- _Your task_:
After locating the line that contains "Each instance of the denim" in the following entries, reproduce it and each later line exactly, including the last.

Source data
┌────────

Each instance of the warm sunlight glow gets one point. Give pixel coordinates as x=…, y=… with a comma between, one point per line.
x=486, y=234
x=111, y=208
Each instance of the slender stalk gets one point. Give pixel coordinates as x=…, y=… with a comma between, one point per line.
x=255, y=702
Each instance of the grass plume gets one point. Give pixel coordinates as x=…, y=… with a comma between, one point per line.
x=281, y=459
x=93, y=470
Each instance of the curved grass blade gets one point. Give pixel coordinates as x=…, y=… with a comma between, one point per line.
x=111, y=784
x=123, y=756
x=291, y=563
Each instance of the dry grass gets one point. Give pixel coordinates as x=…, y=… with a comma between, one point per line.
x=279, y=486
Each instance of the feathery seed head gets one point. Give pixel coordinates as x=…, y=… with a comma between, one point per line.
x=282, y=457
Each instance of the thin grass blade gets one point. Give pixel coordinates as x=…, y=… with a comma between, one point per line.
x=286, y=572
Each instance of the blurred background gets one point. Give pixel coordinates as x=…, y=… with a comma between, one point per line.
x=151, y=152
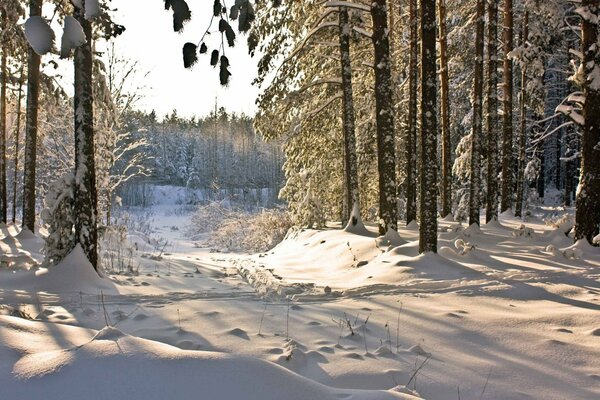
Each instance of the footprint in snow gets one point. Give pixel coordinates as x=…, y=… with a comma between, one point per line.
x=564, y=330
x=354, y=356
x=595, y=332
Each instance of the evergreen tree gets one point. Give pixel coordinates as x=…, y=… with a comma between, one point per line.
x=429, y=134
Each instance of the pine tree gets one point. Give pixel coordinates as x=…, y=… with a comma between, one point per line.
x=446, y=184
x=3, y=130
x=428, y=211
x=85, y=196
x=351, y=169
x=475, y=187
x=587, y=219
x=492, y=113
x=411, y=131
x=31, y=128
x=507, y=131
x=386, y=153
x=523, y=125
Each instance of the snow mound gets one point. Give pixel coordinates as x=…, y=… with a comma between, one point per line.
x=73, y=274
x=137, y=369
x=390, y=239
x=39, y=35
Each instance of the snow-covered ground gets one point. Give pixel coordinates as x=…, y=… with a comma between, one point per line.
x=505, y=312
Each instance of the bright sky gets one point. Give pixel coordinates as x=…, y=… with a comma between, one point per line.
x=150, y=39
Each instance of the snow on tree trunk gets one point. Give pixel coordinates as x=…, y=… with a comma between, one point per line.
x=386, y=144
x=411, y=132
x=475, y=187
x=350, y=163
x=446, y=184
x=587, y=219
x=523, y=132
x=85, y=197
x=492, y=114
x=3, y=81
x=31, y=127
x=429, y=164
x=16, y=144
x=507, y=134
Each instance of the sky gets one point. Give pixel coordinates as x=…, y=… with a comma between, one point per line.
x=150, y=39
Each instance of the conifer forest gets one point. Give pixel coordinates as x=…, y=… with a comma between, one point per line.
x=300, y=199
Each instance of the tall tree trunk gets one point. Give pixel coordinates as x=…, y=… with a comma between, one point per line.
x=411, y=133
x=476, y=133
x=429, y=158
x=386, y=143
x=587, y=219
x=31, y=128
x=16, y=144
x=351, y=168
x=3, y=81
x=541, y=181
x=523, y=133
x=507, y=134
x=446, y=184
x=492, y=114
x=86, y=229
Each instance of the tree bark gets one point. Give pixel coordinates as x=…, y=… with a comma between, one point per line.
x=16, y=144
x=492, y=114
x=386, y=144
x=476, y=133
x=429, y=157
x=3, y=82
x=411, y=133
x=587, y=218
x=507, y=134
x=31, y=128
x=523, y=133
x=446, y=184
x=351, y=168
x=85, y=195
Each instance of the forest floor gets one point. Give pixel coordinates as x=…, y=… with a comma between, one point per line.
x=505, y=312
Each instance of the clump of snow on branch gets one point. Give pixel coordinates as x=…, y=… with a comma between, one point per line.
x=39, y=35
x=73, y=36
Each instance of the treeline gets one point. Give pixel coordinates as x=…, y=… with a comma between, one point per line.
x=219, y=152
x=423, y=109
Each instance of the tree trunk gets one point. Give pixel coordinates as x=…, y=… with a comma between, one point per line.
x=350, y=163
x=492, y=114
x=411, y=133
x=386, y=144
x=476, y=133
x=587, y=219
x=541, y=182
x=507, y=134
x=523, y=133
x=446, y=184
x=86, y=224
x=16, y=139
x=3, y=81
x=429, y=158
x=31, y=128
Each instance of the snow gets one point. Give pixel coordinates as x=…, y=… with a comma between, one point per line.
x=326, y=314
x=73, y=36
x=39, y=35
x=137, y=368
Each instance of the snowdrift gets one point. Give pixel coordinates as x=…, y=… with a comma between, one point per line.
x=113, y=365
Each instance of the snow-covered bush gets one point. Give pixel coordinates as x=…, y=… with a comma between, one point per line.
x=227, y=229
x=58, y=217
x=116, y=254
x=523, y=231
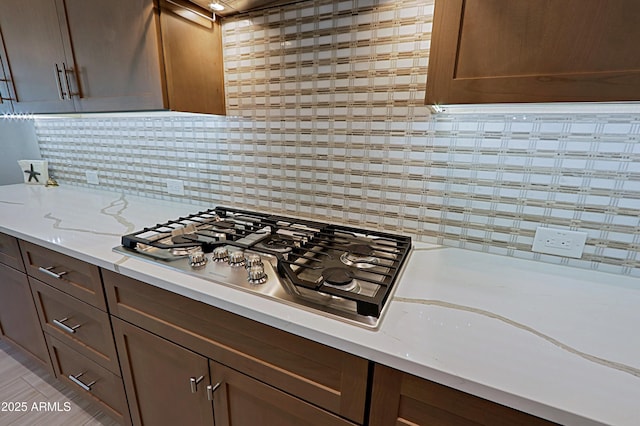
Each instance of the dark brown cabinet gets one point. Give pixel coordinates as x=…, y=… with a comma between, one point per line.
x=88, y=56
x=18, y=317
x=241, y=400
x=92, y=381
x=166, y=383
x=400, y=398
x=6, y=100
x=71, y=309
x=494, y=51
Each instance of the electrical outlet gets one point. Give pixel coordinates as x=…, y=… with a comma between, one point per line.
x=175, y=187
x=559, y=242
x=92, y=177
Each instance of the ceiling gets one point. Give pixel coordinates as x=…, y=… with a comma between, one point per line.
x=238, y=6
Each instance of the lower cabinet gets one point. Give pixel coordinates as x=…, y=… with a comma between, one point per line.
x=400, y=398
x=170, y=385
x=18, y=318
x=90, y=380
x=241, y=400
x=300, y=381
x=165, y=383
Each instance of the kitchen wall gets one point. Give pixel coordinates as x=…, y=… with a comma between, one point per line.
x=17, y=142
x=327, y=120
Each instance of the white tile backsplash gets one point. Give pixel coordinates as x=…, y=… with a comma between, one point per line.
x=340, y=132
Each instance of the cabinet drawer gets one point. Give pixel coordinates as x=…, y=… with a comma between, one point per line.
x=90, y=380
x=323, y=376
x=18, y=317
x=73, y=276
x=79, y=325
x=10, y=252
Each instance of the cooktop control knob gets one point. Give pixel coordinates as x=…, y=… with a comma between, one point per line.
x=220, y=254
x=197, y=259
x=257, y=275
x=236, y=258
x=253, y=260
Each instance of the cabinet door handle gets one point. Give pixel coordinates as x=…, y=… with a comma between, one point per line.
x=65, y=327
x=49, y=272
x=195, y=12
x=193, y=382
x=2, y=98
x=76, y=379
x=56, y=73
x=66, y=72
x=211, y=390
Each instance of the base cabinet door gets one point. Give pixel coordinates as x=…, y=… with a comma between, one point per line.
x=399, y=398
x=18, y=316
x=166, y=384
x=240, y=400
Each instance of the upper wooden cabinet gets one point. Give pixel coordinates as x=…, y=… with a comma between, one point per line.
x=493, y=51
x=6, y=104
x=120, y=55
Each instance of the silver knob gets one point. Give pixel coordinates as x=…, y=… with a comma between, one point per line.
x=220, y=254
x=236, y=258
x=257, y=275
x=197, y=259
x=253, y=260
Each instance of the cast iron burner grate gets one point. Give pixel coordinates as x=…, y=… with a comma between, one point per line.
x=378, y=256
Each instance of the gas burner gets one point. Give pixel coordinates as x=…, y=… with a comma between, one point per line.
x=359, y=256
x=277, y=243
x=183, y=239
x=339, y=277
x=197, y=259
x=185, y=251
x=339, y=271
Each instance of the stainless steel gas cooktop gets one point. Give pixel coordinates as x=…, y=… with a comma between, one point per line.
x=342, y=272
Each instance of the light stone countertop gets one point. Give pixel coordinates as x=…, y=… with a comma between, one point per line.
x=558, y=342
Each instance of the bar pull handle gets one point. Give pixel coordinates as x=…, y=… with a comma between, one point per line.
x=49, y=272
x=76, y=379
x=2, y=98
x=202, y=15
x=66, y=72
x=193, y=382
x=56, y=72
x=211, y=389
x=65, y=327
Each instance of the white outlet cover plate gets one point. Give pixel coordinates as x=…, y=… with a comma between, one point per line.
x=559, y=242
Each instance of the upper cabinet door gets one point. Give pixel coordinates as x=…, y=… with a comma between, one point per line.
x=116, y=50
x=35, y=56
x=493, y=51
x=6, y=104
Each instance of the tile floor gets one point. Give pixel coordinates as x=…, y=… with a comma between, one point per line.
x=24, y=382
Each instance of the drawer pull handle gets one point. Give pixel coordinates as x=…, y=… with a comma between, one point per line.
x=65, y=327
x=76, y=379
x=193, y=382
x=49, y=272
x=211, y=390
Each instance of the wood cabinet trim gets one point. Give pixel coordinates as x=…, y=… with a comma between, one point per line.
x=18, y=316
x=10, y=252
x=401, y=398
x=93, y=339
x=324, y=376
x=108, y=391
x=81, y=280
x=450, y=79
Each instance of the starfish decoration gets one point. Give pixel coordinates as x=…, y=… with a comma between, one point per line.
x=32, y=174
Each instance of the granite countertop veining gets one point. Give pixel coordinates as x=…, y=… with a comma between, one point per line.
x=554, y=341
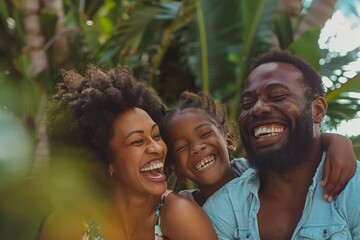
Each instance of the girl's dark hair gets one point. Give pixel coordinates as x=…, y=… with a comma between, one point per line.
x=201, y=101
x=83, y=109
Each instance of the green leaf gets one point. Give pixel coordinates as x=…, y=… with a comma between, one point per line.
x=307, y=47
x=353, y=85
x=283, y=29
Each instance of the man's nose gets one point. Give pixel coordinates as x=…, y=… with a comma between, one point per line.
x=261, y=108
x=154, y=147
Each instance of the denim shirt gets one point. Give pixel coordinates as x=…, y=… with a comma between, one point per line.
x=233, y=210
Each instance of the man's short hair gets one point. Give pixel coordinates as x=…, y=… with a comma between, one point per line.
x=311, y=78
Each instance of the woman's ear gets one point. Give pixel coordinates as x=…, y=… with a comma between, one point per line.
x=319, y=108
x=230, y=142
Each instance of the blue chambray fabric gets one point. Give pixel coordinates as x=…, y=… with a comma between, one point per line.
x=234, y=207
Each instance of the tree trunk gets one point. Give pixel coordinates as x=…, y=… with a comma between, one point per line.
x=34, y=38
x=318, y=13
x=59, y=48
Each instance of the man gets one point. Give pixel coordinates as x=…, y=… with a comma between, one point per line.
x=282, y=108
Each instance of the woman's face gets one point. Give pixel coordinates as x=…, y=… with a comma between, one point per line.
x=138, y=153
x=199, y=147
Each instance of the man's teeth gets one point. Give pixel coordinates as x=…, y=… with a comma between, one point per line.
x=152, y=166
x=268, y=131
x=205, y=163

└────────

- _Reply_:
Each instance of the denim shirt gets one point. Give pixel coordinates as x=…, y=… with a comma between, one point per line.
x=233, y=210
Each instance of the man's short hair gets one point. Give pixel coordinates as x=…, y=… with a comma between, one point per line.
x=311, y=78
Each instance of the woman's ear gets one point. Give pixel coordinates as x=…, y=… with a comma between, one point per line.
x=319, y=108
x=230, y=142
Each instance of the blue chambray fabric gets one point. Give pixel coordinates as x=…, y=… with a comma between, one point per line.
x=234, y=207
Each instance of the tree trunk gets one point. Give pixel coordinates as x=…, y=… with a comma between, one point per line.
x=34, y=38
x=318, y=13
x=59, y=48
Each instance of the man gets one point. Give pixel coordinates as x=…, y=… with a comma between, one point per line.
x=282, y=108
Each instance of the woman's face gets one point. Give pixel coordinates as x=…, y=… with a comma between, one point per line.
x=138, y=153
x=199, y=147
Each instance of the man's teeth gets one point. Give pixel coordinates as x=…, y=… with a comma between, one point per line.
x=152, y=166
x=268, y=131
x=205, y=163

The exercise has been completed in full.